■ **Data excerpts**:

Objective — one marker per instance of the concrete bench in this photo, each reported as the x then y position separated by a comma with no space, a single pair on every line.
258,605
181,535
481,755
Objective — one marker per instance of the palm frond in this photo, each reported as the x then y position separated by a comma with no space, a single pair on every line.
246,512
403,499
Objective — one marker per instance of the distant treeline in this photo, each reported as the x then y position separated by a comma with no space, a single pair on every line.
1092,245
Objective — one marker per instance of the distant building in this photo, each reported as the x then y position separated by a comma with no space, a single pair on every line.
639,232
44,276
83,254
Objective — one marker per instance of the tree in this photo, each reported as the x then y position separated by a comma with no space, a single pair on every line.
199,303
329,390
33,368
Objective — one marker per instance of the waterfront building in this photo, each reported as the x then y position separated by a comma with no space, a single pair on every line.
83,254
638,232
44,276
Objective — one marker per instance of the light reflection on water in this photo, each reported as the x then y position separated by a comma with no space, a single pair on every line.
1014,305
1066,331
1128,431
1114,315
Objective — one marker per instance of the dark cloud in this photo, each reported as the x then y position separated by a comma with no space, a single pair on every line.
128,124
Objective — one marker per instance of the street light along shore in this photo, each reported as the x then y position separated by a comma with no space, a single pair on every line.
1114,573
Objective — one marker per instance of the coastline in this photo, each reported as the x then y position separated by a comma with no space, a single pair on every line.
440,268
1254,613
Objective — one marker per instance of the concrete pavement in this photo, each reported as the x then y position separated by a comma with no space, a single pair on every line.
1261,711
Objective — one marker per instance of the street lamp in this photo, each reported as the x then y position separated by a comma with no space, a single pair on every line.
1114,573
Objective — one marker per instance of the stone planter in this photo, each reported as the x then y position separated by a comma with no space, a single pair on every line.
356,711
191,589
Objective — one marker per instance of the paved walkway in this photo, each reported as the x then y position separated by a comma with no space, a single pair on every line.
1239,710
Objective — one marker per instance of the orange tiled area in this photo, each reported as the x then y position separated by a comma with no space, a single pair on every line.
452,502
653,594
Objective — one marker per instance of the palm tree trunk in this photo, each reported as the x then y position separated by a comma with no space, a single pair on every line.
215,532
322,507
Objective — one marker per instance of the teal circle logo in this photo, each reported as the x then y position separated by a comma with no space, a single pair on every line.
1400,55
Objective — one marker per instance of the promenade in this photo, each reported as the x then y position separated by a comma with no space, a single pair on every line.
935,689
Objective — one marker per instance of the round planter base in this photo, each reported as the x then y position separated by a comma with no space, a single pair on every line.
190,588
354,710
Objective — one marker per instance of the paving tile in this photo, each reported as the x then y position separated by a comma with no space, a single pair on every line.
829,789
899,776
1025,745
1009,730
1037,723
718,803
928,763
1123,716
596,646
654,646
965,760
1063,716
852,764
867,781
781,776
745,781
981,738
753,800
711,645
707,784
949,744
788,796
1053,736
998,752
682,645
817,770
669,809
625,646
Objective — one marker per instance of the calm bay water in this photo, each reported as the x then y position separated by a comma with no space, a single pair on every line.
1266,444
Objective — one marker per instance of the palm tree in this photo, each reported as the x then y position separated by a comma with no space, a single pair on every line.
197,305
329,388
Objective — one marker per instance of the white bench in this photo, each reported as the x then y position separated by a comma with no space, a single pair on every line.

■ **Written task**: Rewrite the stretch from the line containing "Objective — one marker per instance of the palm tree in" through the end of the records as a numbered list, omitting any blank lines.

■ **Finished answer**:
1. Objective — one marker per instance of the palm tree in this photo, each reported as the x then y position separated by a comma with no space, a single pair on every line.
2. 197,305
3. 329,388
4. Objective — one marker per instance of the white bench in this photo, each reported as the x then y position separated by a comma with no space, a single pair on every line.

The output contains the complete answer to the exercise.